Leaving the images behind, copy every line of the records exactly.

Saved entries

+++

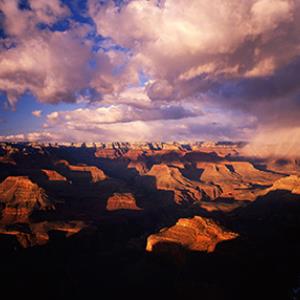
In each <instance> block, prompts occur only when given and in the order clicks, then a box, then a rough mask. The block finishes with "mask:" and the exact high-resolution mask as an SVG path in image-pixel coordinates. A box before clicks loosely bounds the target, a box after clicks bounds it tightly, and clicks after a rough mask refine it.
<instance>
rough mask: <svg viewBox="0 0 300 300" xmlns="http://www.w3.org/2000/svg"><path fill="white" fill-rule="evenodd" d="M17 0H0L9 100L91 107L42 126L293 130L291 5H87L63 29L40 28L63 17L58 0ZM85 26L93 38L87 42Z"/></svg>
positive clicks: (223, 134)
mask: <svg viewBox="0 0 300 300" xmlns="http://www.w3.org/2000/svg"><path fill="white" fill-rule="evenodd" d="M17 3H18V1H17V0H0V10H1V11H2V14H3V16H4V18H2V19H3V26H4V30H5V32H6V33H7V35H8V37H6V38H5V39H4V40H2V41H1V42H0V44H1V45H2V46H1V45H0V90H1V91H4V92H5V93H6V95H7V97H8V99H9V102H10V104H11V105H12V106H14V105H15V104H16V102H17V101H18V99H19V97H20V95H22V94H23V93H25V92H27V91H30V92H31V93H32V94H34V95H35V96H36V97H37V99H38V100H39V101H41V102H45V103H50V104H55V103H59V102H61V101H64V102H79V103H85V104H86V103H90V102H91V101H92V100H93V101H96V102H97V105H95V103H94V104H93V106H87V107H85V108H81V109H77V110H74V111H71V110H70V111H56V112H53V113H51V114H49V115H48V116H47V120H46V123H45V124H44V127H45V129H44V131H41V132H52V133H54V132H55V130H56V131H57V132H59V131H60V130H61V128H66V130H67V131H68V134H70V136H71V137H72V138H75V134H77V137H76V139H79V138H83V139H84V138H85V137H89V138H97V139H98V138H99V137H101V138H103V139H106V140H107V139H109V140H111V139H117V138H119V137H120V138H121V139H130V140H132V139H135V137H136V136H139V135H140V137H144V138H145V139H146V138H147V139H150V138H151V139H165V138H167V137H172V138H174V139H175V138H178V139H179V138H180V139H182V138H187V139H194V138H196V137H197V138H199V139H202V138H205V137H208V138H210V139H211V138H214V139H219V138H220V139H229V138H233V139H236V138H240V139H248V138H251V135H252V136H255V132H256V130H259V129H260V128H267V127H268V128H275V126H276V124H278V122H280V124H281V127H282V128H284V129H285V130H288V128H293V127H295V126H298V125H299V126H300V121H299V117H298V111H299V96H300V84H299V80H298V73H299V71H300V64H299V61H300V58H299V57H300V56H299V49H300V3H299V1H296V0H248V1H240V0H211V1H206V0H190V1H189V3H187V1H185V0H178V1H171V0H163V1H158V0H149V1H141V0H128V1H123V2H122V4H121V5H117V4H116V1H112V0H108V1H98V0H89V1H88V14H89V16H90V17H91V18H92V20H93V21H94V25H83V24H78V23H77V24H76V22H70V24H71V25H70V28H69V29H68V30H65V31H63V32H61V31H53V30H50V29H49V26H50V25H51V24H54V23H55V22H57V21H59V20H61V19H62V18H66V17H68V16H69V15H70V13H71V12H70V11H69V9H68V8H67V6H65V5H63V4H62V3H61V2H60V1H59V0H55V1H51V3H50V2H49V1H44V0H41V1H34V0H31V1H29V4H30V7H31V9H30V10H20V9H18V5H17ZM15 20H18V22H15ZM40 23H46V24H48V25H49V26H48V27H47V28H46V29H45V30H40V29H39V28H38V26H37V24H40ZM93 26H95V28H94V27H93ZM50 27H51V26H50ZM94 29H96V31H97V33H98V34H99V35H100V36H101V39H100V38H99V36H98V37H96V38H95V39H94V40H93V39H91V38H89V39H87V38H85V37H86V35H87V34H89V35H90V36H91V35H92V36H93V35H94V34H95V32H93V30H94ZM91 33H92V34H91ZM103 38H104V40H103ZM99 40H101V41H100V42H99ZM95 49H96V50H95ZM141 76H142V77H143V76H144V77H146V78H147V80H145V79H143V80H141ZM179 120H180V121H179ZM89 130H90V131H89ZM24 137H25V138H28V137H29V136H28V135H26V136H24ZM156 137H157V138H156ZM55 138H62V135H60V136H56V135H55ZM138 139H139V138H138Z"/></svg>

+++

[Answer box]:
In each <instance> block, prompts occur only when given and in the order clicks, then a box, then a rough mask. The block finishes with "mask:" and the exact high-resolution mask as an SVG path in image-pixel coordinates. A box before clicks loosely bounds the target, a box after clicks bounds it tightly, and clicks after a rough mask refine it.
<instance>
rough mask: <svg viewBox="0 0 300 300" xmlns="http://www.w3.org/2000/svg"><path fill="white" fill-rule="evenodd" d="M17 0H0L9 100L91 107L42 126L293 130L291 5H87L63 29L40 28L63 17L58 0ZM85 26L93 38L87 42Z"/></svg>
positive clicks: (223, 134)
mask: <svg viewBox="0 0 300 300" xmlns="http://www.w3.org/2000/svg"><path fill="white" fill-rule="evenodd" d="M17 3H18V1H17V0H0V10H1V11H2V14H3V16H4V18H2V19H3V26H4V30H5V32H6V33H7V35H8V37H6V38H5V39H4V40H2V41H1V42H0V44H1V45H2V46H1V45H0V90H1V91H4V92H5V93H6V95H7V97H8V99H9V102H10V104H11V105H12V106H14V105H15V104H16V102H17V101H18V99H19V97H20V95H22V94H23V93H25V92H27V91H30V92H31V93H32V94H34V95H35V96H36V97H37V99H38V100H39V101H41V102H45V103H50V104H55V103H59V102H61V101H64V102H79V103H85V104H86V103H90V102H91V101H92V100H93V101H96V102H97V105H95V103H94V104H93V106H87V107H85V108H81V109H77V110H74V111H71V110H70V111H56V112H53V113H51V114H49V115H48V116H47V120H46V123H45V124H44V127H45V129H44V131H41V132H52V133H54V132H55V130H56V131H57V132H59V131H60V130H61V128H66V130H67V131H68V134H70V136H71V137H72V138H75V134H77V137H76V139H79V138H83V139H84V138H85V137H89V138H97V139H98V138H99V137H101V138H103V139H106V140H107V139H109V140H111V139H117V138H119V137H120V138H121V139H130V140H132V139H135V137H136V136H139V135H140V137H144V138H145V139H146V138H147V139H150V138H151V139H165V138H167V137H172V138H174V139H175V138H178V139H179V138H180V139H182V138H187V139H194V138H196V137H197V138H199V139H202V138H205V137H208V138H210V139H211V138H214V139H219V138H220V139H229V138H233V139H236V138H240V139H248V138H251V135H252V136H255V132H256V130H259V129H260V128H267V127H268V128H275V126H276V124H278V122H280V124H281V127H282V128H284V129H285V130H288V128H293V127H295V126H298V125H299V126H300V121H299V117H298V111H299V96H300V84H299V80H298V73H299V71H300V64H299V61H300V58H299V57H300V56H299V49H300V3H299V1H296V0H248V1H240V0H211V1H206V0H190V1H189V3H187V1H185V0H178V1H171V0H163V1H158V0H149V1H141V0H128V1H123V2H122V4H121V5H117V4H116V1H112V0H108V1H98V0H89V1H88V14H89V16H90V17H91V18H92V20H93V21H94V25H83V24H78V23H77V24H76V22H70V24H71V25H70V28H69V29H68V30H65V31H63V32H61V31H53V30H50V29H49V26H50V25H51V24H54V23H55V22H57V21H59V20H61V19H62V18H66V17H68V16H69V15H70V13H71V12H70V11H69V9H68V8H67V6H65V5H63V4H62V3H61V2H60V1H59V0H55V1H51V3H50V2H49V1H44V0H41V1H34V0H31V1H29V4H30V7H31V9H30V10H20V9H18V5H17ZM15 20H18V22H15ZM40 23H46V24H48V25H49V26H48V27H47V28H46V29H45V30H40V29H39V28H38V26H37V24H40ZM93 26H95V28H94V27H93ZM50 27H51V26H50ZM94 29H96V31H97V33H98V34H99V35H100V36H101V39H100V38H99V36H98V37H96V38H95V39H94V40H93V39H91V38H89V39H87V38H85V37H86V35H87V34H89V35H90V36H91V35H92V36H93V35H94V34H95V32H93V30H94ZM91 33H92V34H91ZM103 38H104V40H103ZM99 40H101V41H100V42H99ZM95 49H96V50H95ZM141 76H142V77H143V76H144V77H146V78H147V80H145V79H143V80H141ZM179 120H180V121H179ZM89 130H90V131H89ZM24 137H25V138H28V137H29V136H28V135H26V136H24ZM156 137H157V138H156ZM55 138H62V135H60V136H56V135H55ZM138 139H139V138H138Z"/></svg>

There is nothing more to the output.